***** Stored rows *****

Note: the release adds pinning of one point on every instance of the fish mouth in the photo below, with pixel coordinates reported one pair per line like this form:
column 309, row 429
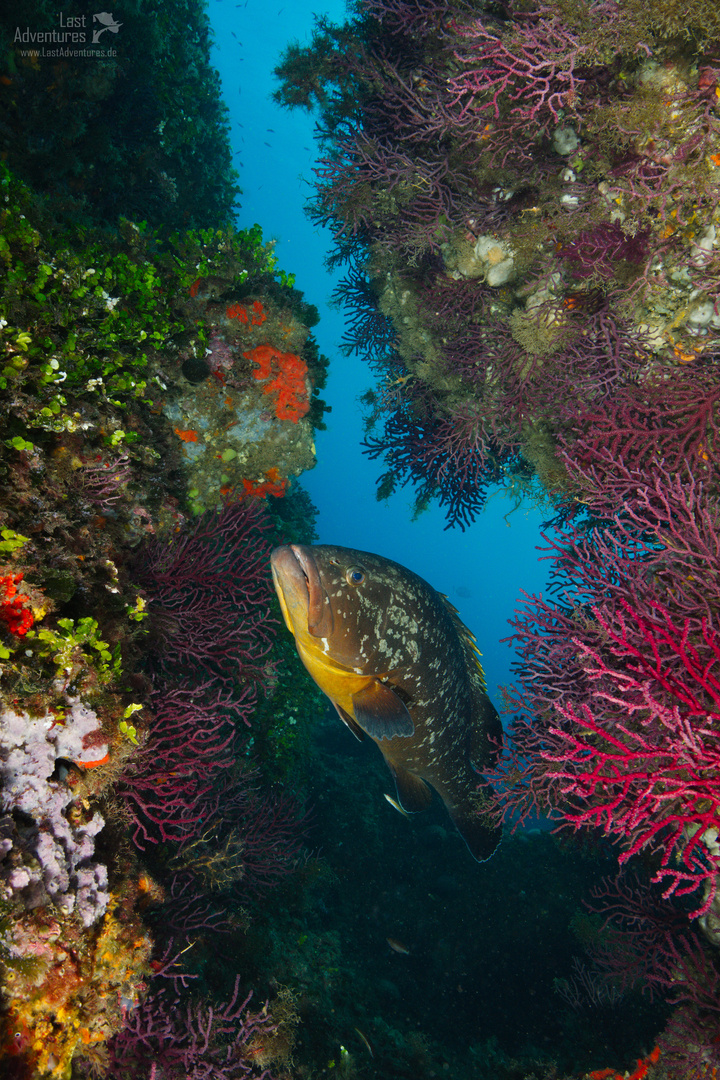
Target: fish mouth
column 295, row 567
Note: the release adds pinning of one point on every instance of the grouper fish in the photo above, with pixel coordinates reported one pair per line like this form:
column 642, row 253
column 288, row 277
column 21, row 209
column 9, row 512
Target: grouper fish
column 399, row 666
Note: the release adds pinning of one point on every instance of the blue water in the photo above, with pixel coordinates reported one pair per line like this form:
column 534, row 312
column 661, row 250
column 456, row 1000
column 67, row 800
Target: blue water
column 481, row 570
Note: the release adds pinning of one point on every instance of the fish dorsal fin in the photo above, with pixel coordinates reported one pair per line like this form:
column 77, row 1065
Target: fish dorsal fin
column 381, row 713
column 467, row 640
column 412, row 793
column 349, row 721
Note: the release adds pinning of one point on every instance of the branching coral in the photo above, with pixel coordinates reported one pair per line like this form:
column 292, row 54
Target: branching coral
column 203, row 1041
column 207, row 591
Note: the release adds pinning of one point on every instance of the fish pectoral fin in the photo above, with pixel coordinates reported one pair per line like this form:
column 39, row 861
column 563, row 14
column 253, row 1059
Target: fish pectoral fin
column 473, row 821
column 349, row 721
column 381, row 713
column 413, row 794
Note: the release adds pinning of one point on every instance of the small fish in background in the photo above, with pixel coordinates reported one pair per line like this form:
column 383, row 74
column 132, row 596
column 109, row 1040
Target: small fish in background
column 395, row 805
column 401, row 667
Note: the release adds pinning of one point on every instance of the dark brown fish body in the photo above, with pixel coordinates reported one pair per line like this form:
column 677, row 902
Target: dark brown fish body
column 399, row 666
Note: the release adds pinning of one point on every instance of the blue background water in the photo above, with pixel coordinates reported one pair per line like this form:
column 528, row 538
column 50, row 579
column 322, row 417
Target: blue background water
column 481, row 570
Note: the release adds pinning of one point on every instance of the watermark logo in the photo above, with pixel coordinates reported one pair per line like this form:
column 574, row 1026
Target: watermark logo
column 108, row 23
column 71, row 30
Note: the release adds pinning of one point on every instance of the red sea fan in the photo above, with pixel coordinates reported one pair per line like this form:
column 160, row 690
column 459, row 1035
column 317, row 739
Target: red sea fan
column 208, row 592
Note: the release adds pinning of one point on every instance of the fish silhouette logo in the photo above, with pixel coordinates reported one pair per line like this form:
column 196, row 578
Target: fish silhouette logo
column 108, row 23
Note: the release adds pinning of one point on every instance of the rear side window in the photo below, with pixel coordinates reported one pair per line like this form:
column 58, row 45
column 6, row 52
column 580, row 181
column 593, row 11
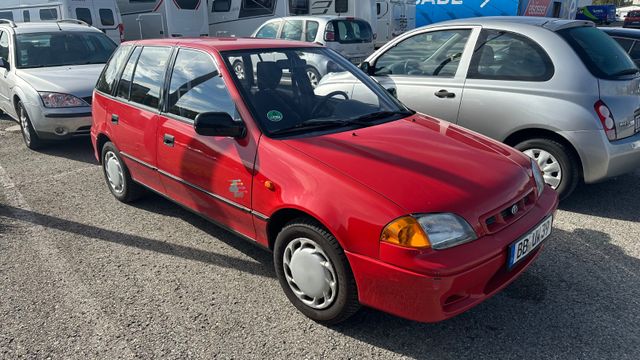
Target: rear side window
column 601, row 54
column 49, row 14
column 196, row 87
column 108, row 77
column 106, row 17
column 84, row 14
column 351, row 31
column 149, row 76
column 501, row 55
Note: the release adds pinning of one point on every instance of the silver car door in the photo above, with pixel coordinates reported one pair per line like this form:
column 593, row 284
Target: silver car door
column 427, row 69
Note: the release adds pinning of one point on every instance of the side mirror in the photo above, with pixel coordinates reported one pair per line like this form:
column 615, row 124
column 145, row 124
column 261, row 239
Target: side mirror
column 366, row 67
column 219, row 124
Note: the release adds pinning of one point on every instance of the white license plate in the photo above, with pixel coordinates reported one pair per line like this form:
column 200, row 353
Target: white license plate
column 526, row 244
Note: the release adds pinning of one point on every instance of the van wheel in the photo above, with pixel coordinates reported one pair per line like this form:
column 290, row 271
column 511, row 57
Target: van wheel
column 29, row 135
column 314, row 272
column 557, row 162
column 117, row 175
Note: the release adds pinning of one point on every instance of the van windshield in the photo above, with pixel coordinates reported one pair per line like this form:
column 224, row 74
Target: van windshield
column 600, row 53
column 62, row 49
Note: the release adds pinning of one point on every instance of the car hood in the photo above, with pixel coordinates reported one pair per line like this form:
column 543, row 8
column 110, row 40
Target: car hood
column 427, row 165
column 78, row 80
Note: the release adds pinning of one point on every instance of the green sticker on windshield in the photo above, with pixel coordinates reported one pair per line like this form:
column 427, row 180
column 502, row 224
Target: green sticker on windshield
column 274, row 115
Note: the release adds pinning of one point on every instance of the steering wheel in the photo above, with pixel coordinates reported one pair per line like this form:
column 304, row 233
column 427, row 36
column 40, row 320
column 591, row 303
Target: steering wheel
column 326, row 98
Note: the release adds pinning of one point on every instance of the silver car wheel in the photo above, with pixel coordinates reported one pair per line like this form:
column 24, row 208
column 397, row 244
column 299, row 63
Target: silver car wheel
column 24, row 122
column 310, row 273
column 113, row 170
column 551, row 170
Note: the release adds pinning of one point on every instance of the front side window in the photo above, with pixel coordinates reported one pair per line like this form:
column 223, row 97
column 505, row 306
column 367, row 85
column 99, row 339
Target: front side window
column 108, row 77
column 291, row 30
column 269, row 31
column 599, row 52
column 49, row 14
column 149, row 76
column 284, row 103
column 62, row 49
column 501, row 55
column 196, row 87
column 84, row 14
column 106, row 17
column 435, row 53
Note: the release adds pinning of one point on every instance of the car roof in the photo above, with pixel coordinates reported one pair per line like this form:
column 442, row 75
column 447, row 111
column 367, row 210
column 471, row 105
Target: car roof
column 631, row 33
column 46, row 26
column 225, row 43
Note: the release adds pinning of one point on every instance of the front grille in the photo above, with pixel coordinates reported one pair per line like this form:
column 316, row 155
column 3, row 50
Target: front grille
column 504, row 216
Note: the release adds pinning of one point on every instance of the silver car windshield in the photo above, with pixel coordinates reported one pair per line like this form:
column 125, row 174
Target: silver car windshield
column 62, row 48
column 285, row 90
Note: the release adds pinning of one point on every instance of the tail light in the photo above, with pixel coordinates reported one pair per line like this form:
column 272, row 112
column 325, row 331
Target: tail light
column 329, row 33
column 121, row 30
column 606, row 118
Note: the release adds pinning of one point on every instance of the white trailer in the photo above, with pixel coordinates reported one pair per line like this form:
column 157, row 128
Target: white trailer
column 164, row 18
column 101, row 14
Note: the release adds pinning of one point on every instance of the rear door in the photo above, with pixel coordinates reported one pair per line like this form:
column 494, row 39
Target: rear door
column 427, row 69
column 211, row 175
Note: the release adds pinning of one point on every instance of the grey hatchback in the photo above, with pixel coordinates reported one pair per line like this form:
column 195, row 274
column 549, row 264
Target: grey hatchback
column 561, row 91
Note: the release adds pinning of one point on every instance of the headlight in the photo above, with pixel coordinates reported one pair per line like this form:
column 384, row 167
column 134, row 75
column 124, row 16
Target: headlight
column 57, row 100
column 438, row 231
column 537, row 175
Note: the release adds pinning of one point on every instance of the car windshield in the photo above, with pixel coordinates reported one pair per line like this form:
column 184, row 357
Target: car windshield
column 62, row 48
column 295, row 91
column 602, row 55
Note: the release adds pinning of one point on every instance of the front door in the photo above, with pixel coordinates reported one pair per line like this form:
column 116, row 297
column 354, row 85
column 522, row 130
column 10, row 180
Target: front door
column 211, row 175
column 427, row 70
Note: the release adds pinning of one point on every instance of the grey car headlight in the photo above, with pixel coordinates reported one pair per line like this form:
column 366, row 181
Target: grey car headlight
column 446, row 230
column 537, row 175
column 58, row 100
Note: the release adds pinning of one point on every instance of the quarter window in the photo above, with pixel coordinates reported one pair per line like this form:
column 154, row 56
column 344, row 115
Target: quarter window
column 109, row 74
column 149, row 76
column 196, row 87
column 84, row 14
column 435, row 53
column 501, row 55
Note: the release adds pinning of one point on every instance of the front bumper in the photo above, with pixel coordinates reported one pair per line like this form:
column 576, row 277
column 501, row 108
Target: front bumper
column 603, row 159
column 441, row 294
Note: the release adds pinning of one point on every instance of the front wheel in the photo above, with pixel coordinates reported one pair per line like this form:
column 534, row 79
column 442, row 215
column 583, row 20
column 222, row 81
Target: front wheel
column 558, row 163
column 314, row 272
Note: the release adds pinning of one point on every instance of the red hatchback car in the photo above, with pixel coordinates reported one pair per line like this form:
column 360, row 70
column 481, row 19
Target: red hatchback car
column 361, row 200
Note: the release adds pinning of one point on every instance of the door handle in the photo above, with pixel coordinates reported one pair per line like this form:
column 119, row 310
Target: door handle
column 168, row 140
column 444, row 94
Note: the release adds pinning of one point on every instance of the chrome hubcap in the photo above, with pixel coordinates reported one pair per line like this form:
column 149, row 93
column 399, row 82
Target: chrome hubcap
column 309, row 273
column 551, row 170
column 113, row 170
column 24, row 122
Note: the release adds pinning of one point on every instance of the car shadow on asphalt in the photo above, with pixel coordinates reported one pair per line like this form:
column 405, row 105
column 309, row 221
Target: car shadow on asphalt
column 578, row 300
column 262, row 268
column 617, row 198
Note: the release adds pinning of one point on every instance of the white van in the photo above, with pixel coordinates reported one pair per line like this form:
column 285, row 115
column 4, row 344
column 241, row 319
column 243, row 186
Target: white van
column 153, row 19
column 101, row 14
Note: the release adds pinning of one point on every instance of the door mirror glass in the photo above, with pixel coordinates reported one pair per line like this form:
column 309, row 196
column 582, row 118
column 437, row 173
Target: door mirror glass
column 219, row 124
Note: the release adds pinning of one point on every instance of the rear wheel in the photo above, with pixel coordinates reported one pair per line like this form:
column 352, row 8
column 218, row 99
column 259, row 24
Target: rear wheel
column 558, row 163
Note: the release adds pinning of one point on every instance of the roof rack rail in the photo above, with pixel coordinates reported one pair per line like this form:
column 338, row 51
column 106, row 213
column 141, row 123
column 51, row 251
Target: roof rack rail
column 7, row 21
column 73, row 21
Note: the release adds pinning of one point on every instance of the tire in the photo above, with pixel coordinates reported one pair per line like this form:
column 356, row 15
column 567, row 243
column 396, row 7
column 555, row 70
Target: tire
column 31, row 139
column 342, row 301
column 117, row 176
column 569, row 174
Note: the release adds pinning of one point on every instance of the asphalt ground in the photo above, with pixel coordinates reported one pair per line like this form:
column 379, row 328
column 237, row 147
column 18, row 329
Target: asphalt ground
column 83, row 276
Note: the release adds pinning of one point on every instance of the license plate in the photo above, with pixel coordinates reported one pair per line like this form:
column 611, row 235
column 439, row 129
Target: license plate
column 526, row 244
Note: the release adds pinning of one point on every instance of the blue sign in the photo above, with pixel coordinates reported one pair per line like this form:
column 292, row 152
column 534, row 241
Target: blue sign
column 431, row 11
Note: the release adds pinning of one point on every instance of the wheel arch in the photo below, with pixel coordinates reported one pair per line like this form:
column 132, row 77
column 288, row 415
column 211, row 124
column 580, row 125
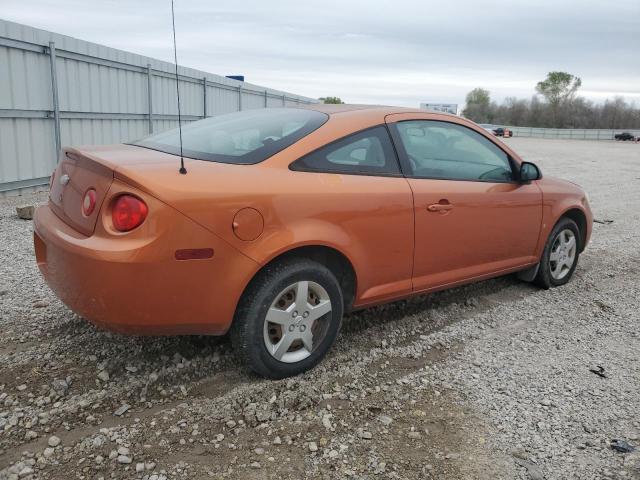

*****

_Stated exercise_
Reproduce the items above verbatim, from the line containing "of the headlight" through the line containing "column 441, row 294", including both of those lines.

_Exercise response_
Note: the release adds pinning of one point on every instance of the headlight in the photo above, with pixel coordinates reported one pair per line like this form:
column 384, row 167
column 134, row 75
column 124, row 16
Target: headlight
column 57, row 100
column 438, row 231
column 537, row 175
Note: the release adds pinning of one point on every instance of the car windshield in the photo above, with pixel coordinates reported one pair per line like this form:
column 184, row 357
Target: car windshield
column 62, row 48
column 295, row 91
column 602, row 55
Note: the release adds pinning of one point on every instance of the front door in the photo above, with pixel coordinates reported one pair per line like this form:
column 116, row 297
column 354, row 85
column 522, row 130
column 10, row 180
Target: front door
column 211, row 175
column 427, row 70
Note: the release adds pinning of one point on every instance of the grey car headlight in the photo above, with pixel coordinates reported one pair per line like this form:
column 366, row 181
Target: grey car headlight
column 446, row 230
column 537, row 175
column 58, row 100
Note: the release adds pinning of one point on every instance of the quarter window in the photo above, with pixel coordinates reported one pair per line like this form:
column 154, row 56
column 344, row 115
Target: quarter window
column 109, row 74
column 149, row 76
column 196, row 87
column 84, row 14
column 435, row 53
column 501, row 55
Note: the release adds pinning of one point on every instance of the front bumper in the photo above, with pixel coordinates reported one pair per line like this form:
column 576, row 277
column 501, row 108
Target: front bumper
column 603, row 159
column 441, row 294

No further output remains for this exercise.